= EXTRACT =
######

This year, Eva’s revamped its intake system by making it centralized. Any young person applying for shelter or any of our programs now has a single entry point. For youth looking for help, this makes an already stressful situation much less taxing, while allowing Eva’s staff to create a circle of care around them.
Previously, young people applied each of Eva’s shelters or programs separately. Imagine a young person finding themselves in a precarious situation and being referred to Eva’s. They may be exiting a traumatic situation. The new system allows for a simplified and easier navigation. “It reduces youth having to tell their story many times, every time they apply,” says Asmaa Mohamed, an Intake and Assessment Worker “Plus sometimes the youth does not realize the supports available. For example, I recently had a youth that applied to Phoenix but in talking with them I realized that the youth just needed some family work, so I redirected them to our Family Reconnect program.”
The system allows the Assessment and Intake staff to help the front-line workers by letting them know what to expect and helps them to set up supports in advance. “If a youth is transitioning, for example, we can have a conversation with their future roommates and start having those dialogues and ironing out any oppressive thoughts or potential problems.” Says Annik Scholz, an Intake and Assessment Worker.
The new process is now more clinical. “We take an in-depth look at a past diagnosis the youth may have. For example, if it is noted that the youth has schizophrenia, I will ask them what that means to them? Do they agree with the diagnosis? ” Says Rebekah Otim, an Intake and Assessment Worker. “We can really get to the root of it, so that youth are not walking around with labels that are inaccurate or do not serve them.”
“We have a lot more training when it comes to intersectionality,” says Asmaa “We take into consideration their the sexual orientation, their race, their country of origin, etc. and how that impacts them.”
Even if the young person doesn’t meet Eva’s eligibility criteria they may still get guidance so that no youth falls through the cracks. “Maybe they are too young or too old or we don’t have the appropriate service for them, we still make every effort possible to provide them with resources,” says Rebekah. “We are extremely well versed on what is available outside of our agency.”
Due to the COVID-19 pandemic protocols, Assessment and Intake workers no longer see the youth in person but do case conferences by phone or by video calls online. “It has been a smooth transition for the most part,” says Asmaa. ” The youth have been quite flexible.”
The system is more transparent and efficient. The files are now all centralized. But the true benefit of this new intake system is that it allows Eva’s staff to make an already difficult situation a little bit easier while making sure that the young person has all the appropriate resources available to them.

######

[Extracted data entries]
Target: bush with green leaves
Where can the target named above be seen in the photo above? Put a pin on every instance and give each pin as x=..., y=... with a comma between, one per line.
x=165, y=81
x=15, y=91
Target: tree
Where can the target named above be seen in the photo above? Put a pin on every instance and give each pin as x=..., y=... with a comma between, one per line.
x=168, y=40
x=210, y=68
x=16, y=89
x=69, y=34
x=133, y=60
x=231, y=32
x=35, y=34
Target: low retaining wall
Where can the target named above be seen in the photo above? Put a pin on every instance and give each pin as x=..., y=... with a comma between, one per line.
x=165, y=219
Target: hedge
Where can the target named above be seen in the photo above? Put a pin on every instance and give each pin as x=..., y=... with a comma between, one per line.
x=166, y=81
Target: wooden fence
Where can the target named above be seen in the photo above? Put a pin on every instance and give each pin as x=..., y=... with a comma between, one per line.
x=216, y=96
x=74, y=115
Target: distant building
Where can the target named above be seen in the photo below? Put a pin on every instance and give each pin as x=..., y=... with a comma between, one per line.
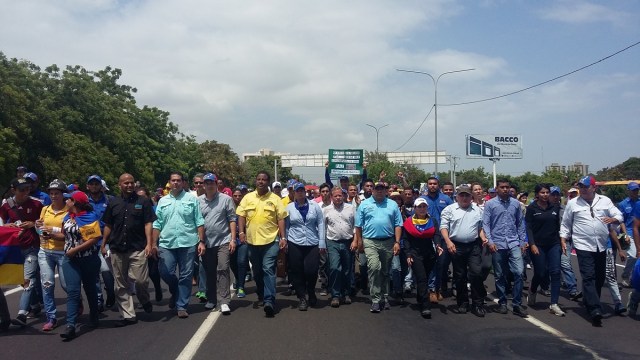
x=579, y=167
x=582, y=169
x=261, y=152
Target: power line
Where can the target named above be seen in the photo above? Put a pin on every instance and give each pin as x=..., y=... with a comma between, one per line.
x=415, y=132
x=544, y=82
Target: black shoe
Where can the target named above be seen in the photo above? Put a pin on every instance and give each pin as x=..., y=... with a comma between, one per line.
x=269, y=310
x=596, y=318
x=425, y=313
x=126, y=322
x=502, y=309
x=20, y=320
x=69, y=333
x=302, y=304
x=517, y=310
x=462, y=309
x=478, y=310
x=111, y=300
x=148, y=307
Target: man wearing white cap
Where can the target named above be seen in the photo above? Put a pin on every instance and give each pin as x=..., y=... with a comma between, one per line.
x=586, y=219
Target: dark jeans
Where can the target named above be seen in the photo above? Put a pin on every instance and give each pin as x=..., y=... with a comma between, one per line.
x=81, y=272
x=240, y=264
x=593, y=271
x=303, y=268
x=340, y=265
x=467, y=264
x=547, y=265
x=424, y=260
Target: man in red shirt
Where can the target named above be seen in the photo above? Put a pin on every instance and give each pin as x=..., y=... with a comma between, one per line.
x=21, y=211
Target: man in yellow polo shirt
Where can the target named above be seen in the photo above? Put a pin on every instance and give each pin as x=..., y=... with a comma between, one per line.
x=260, y=220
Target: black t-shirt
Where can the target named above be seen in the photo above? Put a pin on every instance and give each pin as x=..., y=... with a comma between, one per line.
x=126, y=217
x=543, y=224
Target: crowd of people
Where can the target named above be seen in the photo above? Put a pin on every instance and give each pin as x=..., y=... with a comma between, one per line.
x=383, y=239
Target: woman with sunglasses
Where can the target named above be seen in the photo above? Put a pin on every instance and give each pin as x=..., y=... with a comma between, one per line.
x=81, y=264
x=418, y=234
x=543, y=231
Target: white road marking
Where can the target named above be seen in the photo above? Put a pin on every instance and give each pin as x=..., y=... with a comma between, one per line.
x=192, y=347
x=557, y=333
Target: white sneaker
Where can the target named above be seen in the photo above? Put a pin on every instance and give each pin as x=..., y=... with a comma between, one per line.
x=555, y=309
x=224, y=308
x=531, y=299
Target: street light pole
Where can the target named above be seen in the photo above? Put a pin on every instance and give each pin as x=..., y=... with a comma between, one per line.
x=435, y=104
x=377, y=133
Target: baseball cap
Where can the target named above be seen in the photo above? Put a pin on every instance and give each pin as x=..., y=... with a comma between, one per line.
x=20, y=183
x=80, y=197
x=587, y=181
x=210, y=177
x=94, y=177
x=31, y=176
x=380, y=184
x=57, y=184
x=420, y=201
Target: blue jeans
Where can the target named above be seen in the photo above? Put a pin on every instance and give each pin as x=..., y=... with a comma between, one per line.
x=30, y=273
x=340, y=265
x=183, y=258
x=593, y=270
x=48, y=260
x=81, y=272
x=547, y=265
x=568, y=276
x=264, y=259
x=511, y=259
x=240, y=264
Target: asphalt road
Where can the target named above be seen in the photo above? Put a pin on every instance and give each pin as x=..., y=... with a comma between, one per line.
x=348, y=332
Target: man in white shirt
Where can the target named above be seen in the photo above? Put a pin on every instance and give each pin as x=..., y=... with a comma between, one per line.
x=586, y=220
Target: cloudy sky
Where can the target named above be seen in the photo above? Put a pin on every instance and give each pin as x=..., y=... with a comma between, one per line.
x=304, y=76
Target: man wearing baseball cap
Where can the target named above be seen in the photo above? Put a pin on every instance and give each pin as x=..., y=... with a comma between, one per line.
x=586, y=220
x=627, y=206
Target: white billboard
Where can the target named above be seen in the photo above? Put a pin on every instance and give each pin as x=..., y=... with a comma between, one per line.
x=494, y=146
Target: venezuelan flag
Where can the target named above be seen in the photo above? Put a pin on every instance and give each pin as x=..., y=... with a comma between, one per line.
x=11, y=260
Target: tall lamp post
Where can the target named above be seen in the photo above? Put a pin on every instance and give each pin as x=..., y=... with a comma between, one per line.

######

Output the passage of the text on Eva's intake system from "The system allows" up to and including "Scholz, an Intake and Assessment Worker.", copied word for word.

= ANSWER SECTION =
The system allows the Assessment and Intake staff to help the front-line workers by letting them know what to expect and helps them to set up supports in advance. “If a youth is transitioning, for example, we can have a conversation with their future roommates and start having those dialogues and ironing out any oppressive thoughts or potential problems.” Says Annik Scholz, an Intake and Assessment Worker.